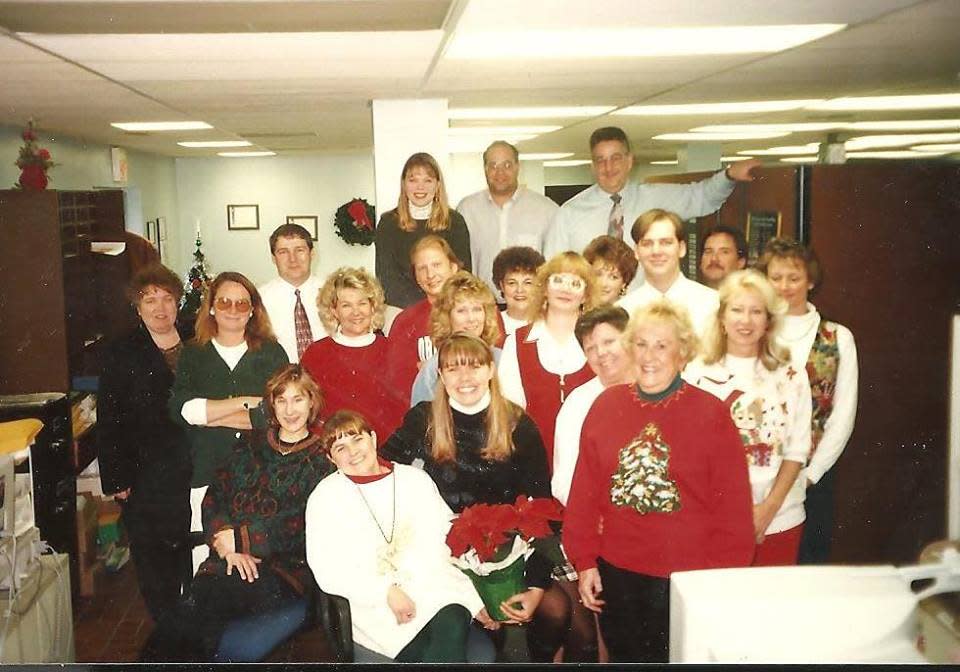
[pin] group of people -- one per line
(304, 437)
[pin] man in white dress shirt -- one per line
(291, 299)
(505, 214)
(660, 245)
(615, 199)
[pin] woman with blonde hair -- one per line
(828, 352)
(769, 399)
(543, 362)
(348, 362)
(660, 486)
(465, 305)
(421, 210)
(481, 448)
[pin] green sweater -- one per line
(202, 373)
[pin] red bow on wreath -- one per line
(358, 212)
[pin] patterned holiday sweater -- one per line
(660, 486)
(262, 495)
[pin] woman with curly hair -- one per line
(253, 519)
(346, 364)
(421, 210)
(543, 362)
(744, 365)
(615, 265)
(465, 305)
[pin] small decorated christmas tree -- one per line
(642, 481)
(33, 162)
(197, 281)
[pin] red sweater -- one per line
(410, 344)
(348, 378)
(680, 462)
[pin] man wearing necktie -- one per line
(291, 298)
(615, 201)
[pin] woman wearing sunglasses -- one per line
(220, 377)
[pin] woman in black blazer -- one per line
(144, 456)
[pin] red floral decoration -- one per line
(486, 527)
(33, 162)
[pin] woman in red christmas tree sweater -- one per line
(660, 486)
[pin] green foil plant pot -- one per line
(500, 584)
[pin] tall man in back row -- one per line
(612, 205)
(504, 214)
(291, 298)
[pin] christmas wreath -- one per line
(354, 222)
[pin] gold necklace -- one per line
(393, 521)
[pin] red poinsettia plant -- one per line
(485, 528)
(33, 161)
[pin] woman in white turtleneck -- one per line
(743, 365)
(347, 363)
(829, 354)
(422, 209)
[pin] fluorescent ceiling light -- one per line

» **AIM**: Reproduce every entry above word for word, leaving out the picture lines.

» **THE ANSWER**:
[pin] group of people -- one per line
(304, 437)
[pin] man in white dress shirt -- one per line
(291, 299)
(505, 214)
(660, 245)
(615, 199)
[pin] woman with blonde hair -- one per line
(828, 352)
(769, 399)
(543, 362)
(348, 362)
(660, 486)
(465, 305)
(421, 210)
(481, 448)
[pin] green sweater -- one per line
(202, 373)
[pin] red bow on wreath -- one per line
(358, 212)
[pin] patterned holiday sweater -- one per line
(660, 486)
(262, 495)
[pin] woman with curly hair -- one per line
(253, 519)
(346, 364)
(421, 210)
(543, 362)
(744, 365)
(615, 265)
(465, 305)
[pin] small decorated christmas tree -- one per line
(642, 481)
(33, 162)
(197, 281)
[pin] red sweater -- one per line
(410, 344)
(348, 378)
(680, 462)
[pin] man wearing necktie -- one per line
(291, 298)
(615, 201)
[pin] woman wearing sunglasses -- one per line
(220, 377)
[pin] woman in black blazer -- one per line
(144, 456)
[pin] red floral decoration -- one per line
(486, 527)
(33, 162)
[pin] woman in red christmas tree sweater -- one per line
(660, 486)
[pin] green foil plant pot -- one per line
(500, 584)
[pin] tall man in back row -- one per line
(612, 205)
(504, 214)
(291, 298)
[pin] christmas wreath -- one per line
(354, 222)
[pin] gold necklace -- one per line
(393, 521)
[pin] red poinsettia plant -- one per line
(485, 528)
(33, 161)
[pin] woman in white turtleneck -- one per line
(743, 365)
(347, 363)
(829, 354)
(422, 209)
[pin] fluorescent ceiling light -- one per line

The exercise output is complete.